- Text block:

Travolta brings the right amount of cocky swagger and self-confidence to the role that is so much fun to watch. At times, his performance, the way he carries himself, has a musical rhythm all its own. For example, the scene where he climbs the stairs of a restaurant and takes out a hired thug (Gandolfini), scored to John Lurie’s funky music, is a wonderfully cinematic moment. However, Travolta never lets us forget that Chili is a film lover at heart. He often references and quotes lines from his favourite movies and becomes star struck just like anyone else when he meets a famous actor.
Rene Russo is excellent as the beautiful Karen. She’s jaded about the business and really wants to do a film of substance. She is also the right mix of beauty and smarts. Karen sees through Chili’s charm and bullshit but still finds herself attracted to him. Russo brings all this out effortlessly and the chemistry between her and Travolta feels right and genuine.
The joy of watching Get Shorty is seeing Chili interact with all of these eccentric characters as they scheme against one another. It is a playful satire of Hollywood that also celebrates a love of movies—the pure, unbridled passion of getting sucked right into a film and becoming immersed in its characters and the worlds they inhabit for a couple of hours.

- Information:
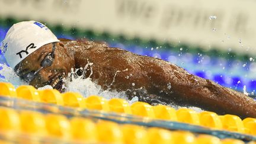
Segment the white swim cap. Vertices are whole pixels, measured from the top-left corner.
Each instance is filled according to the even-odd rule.
[[[15,66],[33,52],[48,43],[59,41],[44,25],[34,21],[14,24],[2,41],[2,52],[7,63]]]

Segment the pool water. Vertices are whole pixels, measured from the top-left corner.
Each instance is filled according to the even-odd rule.
[[[9,27],[3,27],[0,25],[1,41],[4,39],[8,28]],[[53,32],[55,33],[54,31]],[[72,35],[63,34],[57,34],[57,37],[70,39],[78,39]],[[213,56],[210,53],[200,52],[190,53],[187,47],[181,47],[178,49],[178,50],[172,50],[170,47],[166,46],[151,47],[150,44],[148,44],[148,46],[141,46],[135,44],[126,44],[117,40],[107,40],[106,41],[111,47],[120,47],[139,55],[158,57],[174,63],[192,74],[211,79],[220,85],[248,94],[249,96],[254,97],[256,75],[254,73],[256,71],[256,62],[254,62],[254,57],[241,60],[220,56]],[[26,84],[25,82],[20,81],[12,69],[8,67],[4,56],[1,52],[0,81],[11,82],[16,87]],[[73,83],[69,84],[70,87],[67,87],[68,91],[78,91],[84,95],[98,94],[104,97],[119,95],[121,98],[126,97],[124,92],[103,91],[100,86],[95,85],[89,79],[80,78],[76,81]],[[76,82],[85,84],[81,84],[78,87]]]

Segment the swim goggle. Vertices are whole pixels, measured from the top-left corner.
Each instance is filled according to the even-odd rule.
[[[41,68],[36,71],[31,71],[28,73],[25,73],[23,76],[21,76],[22,79],[25,80],[27,82],[30,82],[32,81],[35,78],[36,75],[43,68],[50,66],[52,65],[53,62],[53,60],[55,58],[55,52],[56,47],[56,43],[52,43],[52,52],[49,53],[47,56],[44,57],[44,59],[41,62],[40,65]]]

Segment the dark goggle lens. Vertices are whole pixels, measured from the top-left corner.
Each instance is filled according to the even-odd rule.
[[[34,79],[35,76],[34,72],[31,72],[23,76],[23,79],[27,82],[31,82]]]
[[[52,59],[47,57],[41,62],[41,66],[43,67],[50,66],[52,65],[52,62],[53,61]]]

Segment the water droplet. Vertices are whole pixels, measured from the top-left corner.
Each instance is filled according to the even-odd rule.
[[[170,89],[171,88],[171,82],[167,84],[167,89]]]
[[[215,16],[215,15],[211,15],[211,16],[209,17],[209,19],[210,20],[216,20],[216,18],[217,18],[217,17]]]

- Activity: Reproduce the passage about Get Shorty word for word, starting at "Rene Russo is" and stopping after "couple of hours.".

- Reply:
Rene Russo is excellent as the beautiful Karen. She’s jaded about the business and really wants to do a film of substance. She is also the right mix of beauty and smarts. Karen sees through Chili’s charm and bullshit but still finds herself attracted to him. Russo brings all this out effortlessly and the chemistry between her and Travolta feels right and genuine.
The joy of watching Get Shorty is seeing Chili interact with all of these eccentric characters as they scheme against one another. It is a playful satire of Hollywood that also celebrates a love of movies—the pure, unbridled passion of getting sucked right into a film and becoming immersed in its characters and the worlds they inhabit for a couple of hours.